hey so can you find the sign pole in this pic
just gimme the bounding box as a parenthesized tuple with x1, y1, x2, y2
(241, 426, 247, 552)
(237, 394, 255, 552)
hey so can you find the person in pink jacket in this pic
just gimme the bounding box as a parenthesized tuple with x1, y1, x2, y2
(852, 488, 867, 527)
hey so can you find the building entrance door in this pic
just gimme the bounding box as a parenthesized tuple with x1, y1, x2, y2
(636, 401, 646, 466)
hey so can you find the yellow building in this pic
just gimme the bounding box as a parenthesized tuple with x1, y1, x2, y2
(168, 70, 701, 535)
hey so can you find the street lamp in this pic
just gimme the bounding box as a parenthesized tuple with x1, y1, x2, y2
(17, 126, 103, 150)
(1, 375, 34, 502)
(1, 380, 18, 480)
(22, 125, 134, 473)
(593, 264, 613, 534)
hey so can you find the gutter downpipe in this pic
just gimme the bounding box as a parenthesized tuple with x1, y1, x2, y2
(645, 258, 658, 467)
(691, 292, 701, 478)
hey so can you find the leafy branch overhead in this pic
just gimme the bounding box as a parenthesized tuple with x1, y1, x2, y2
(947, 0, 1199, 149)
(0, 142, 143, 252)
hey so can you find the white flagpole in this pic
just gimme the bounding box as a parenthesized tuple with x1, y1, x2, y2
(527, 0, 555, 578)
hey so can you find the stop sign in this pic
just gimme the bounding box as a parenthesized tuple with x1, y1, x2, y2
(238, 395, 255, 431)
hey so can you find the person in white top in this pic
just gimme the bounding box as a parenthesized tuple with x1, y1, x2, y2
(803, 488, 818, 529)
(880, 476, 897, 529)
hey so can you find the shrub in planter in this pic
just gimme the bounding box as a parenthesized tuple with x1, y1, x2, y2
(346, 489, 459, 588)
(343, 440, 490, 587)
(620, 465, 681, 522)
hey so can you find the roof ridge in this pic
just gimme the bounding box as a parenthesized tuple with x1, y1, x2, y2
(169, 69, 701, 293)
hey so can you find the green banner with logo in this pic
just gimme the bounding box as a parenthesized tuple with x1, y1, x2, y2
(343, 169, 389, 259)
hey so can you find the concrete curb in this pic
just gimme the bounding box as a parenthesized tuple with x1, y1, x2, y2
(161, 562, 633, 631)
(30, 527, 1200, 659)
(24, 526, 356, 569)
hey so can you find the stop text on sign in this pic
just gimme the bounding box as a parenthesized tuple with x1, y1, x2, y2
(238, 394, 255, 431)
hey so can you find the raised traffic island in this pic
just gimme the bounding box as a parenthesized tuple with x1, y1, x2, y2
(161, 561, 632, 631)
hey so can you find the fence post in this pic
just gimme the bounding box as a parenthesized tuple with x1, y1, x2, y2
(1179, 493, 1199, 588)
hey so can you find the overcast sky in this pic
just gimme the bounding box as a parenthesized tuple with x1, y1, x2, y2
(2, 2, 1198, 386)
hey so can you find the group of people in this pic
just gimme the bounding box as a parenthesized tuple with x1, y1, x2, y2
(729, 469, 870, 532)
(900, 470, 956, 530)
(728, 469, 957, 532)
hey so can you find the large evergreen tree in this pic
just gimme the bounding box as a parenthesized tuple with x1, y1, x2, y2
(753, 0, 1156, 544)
——
## [WHAT THE TASK ASKS]
Recopy all of the records verbatim.

## [EXERCISE ANSWER]
hey so can you find the sign pole in this pic
just gimme the bounding box as a parenthesized tuple with x1, y1, x2, y2
(241, 426, 247, 552)
(237, 394, 255, 552)
hey so can you find the person in pink jacket in this pic
just gimme the bounding box as a parenthesized tuple with x1, y1, x2, y2
(852, 488, 867, 527)
hey so can you find the building entrance door in this pic
just gimme the bounding box as a parenthesized tuple with x1, y1, x2, y2
(636, 401, 646, 466)
hey so can you find the yellow building in this pic
just gimme the bounding box as a parenthesized tuple with x1, y1, x2, y2
(168, 70, 701, 535)
hey so can you find the street lamp in this pic
just gimme the bounding box as a parenthesized tuple with x1, y1, x2, y2
(17, 126, 103, 150)
(1, 375, 34, 502)
(1, 380, 18, 480)
(22, 125, 134, 473)
(593, 264, 613, 534)
hey so can you find the gutter downpipe in this pic
just gimme the bounding box as a parenthesized tuple with x1, y1, x2, y2
(645, 258, 658, 467)
(691, 292, 701, 478)
hey so can you find the leafy branch overhead in this pic
just gimme the bounding box as a parenthesized tuple with x1, y1, x2, y2
(947, 0, 1199, 149)
(0, 142, 143, 252)
hey so can you find the white flagpole in this pic
just gimme the bounding box as a parenthesized tuple with x1, y1, x2, y2
(527, 0, 555, 578)
hey so can you find the stop sign in this pic
just gimme the bounding box as a parenthesized tuple with x1, y1, x2, y2
(238, 395, 255, 431)
hey so can you find the person in white top in this pic
just gimme the bounding box as a parenthesized tuple with x1, y1, x2, y2
(803, 488, 818, 529)
(880, 476, 897, 529)
hey so can you find the shrub in planter in this pic
just gimme the bounding box as a parenthesized tuple with x1, y1, x2, y2
(346, 489, 459, 588)
(343, 440, 490, 587)
(620, 465, 681, 522)
hey so can you find the roof ridge in this pic
just gimme the bounding box as a parenthesized tuple with x1, y1, x2, y2
(169, 69, 701, 293)
hey so can you find the green banner with logo in this pic
just gimme the bounding box as a parenthesized tuple with x1, y1, x2, y2
(343, 169, 389, 259)
hey so can you find the concrete curb in this pic
just gimme the bounding box as a parenthesized tuple with x1, y1, x2, y2
(161, 562, 633, 631)
(30, 527, 1200, 659)
(24, 526, 356, 569)
hey so can you find the stop text on sign in this pic
just gimme the bounding box as a parenthesized tuple with x1, y1, x2, y2
(238, 394, 255, 431)
hey so can you find the raised traffic island in this pic
just gimme the bounding box as a parenthesized tuple with x1, y1, x2, y2
(161, 561, 632, 631)
hey so can you find the fence post in this pic
just gimme the bounding box as a parenthesized tuple with x1, y1, x2, y2
(1179, 493, 1199, 588)
hey so can you find the overcast sky in this pic
just gimme the bounding box as a parenthesized tuple with x1, y1, x2, y2
(2, 2, 1198, 386)
hey so can you find the group of people in this pic
just gimme the bounding box as a parenthesized tuple with x1, y1, x2, y2
(729, 469, 870, 532)
(900, 470, 956, 530)
(728, 469, 957, 532)
hey so can you find the large evergreen tree in this pic
just gimme the bounding box as a parenthesized tuple with x1, y1, x2, y2
(753, 0, 1156, 544)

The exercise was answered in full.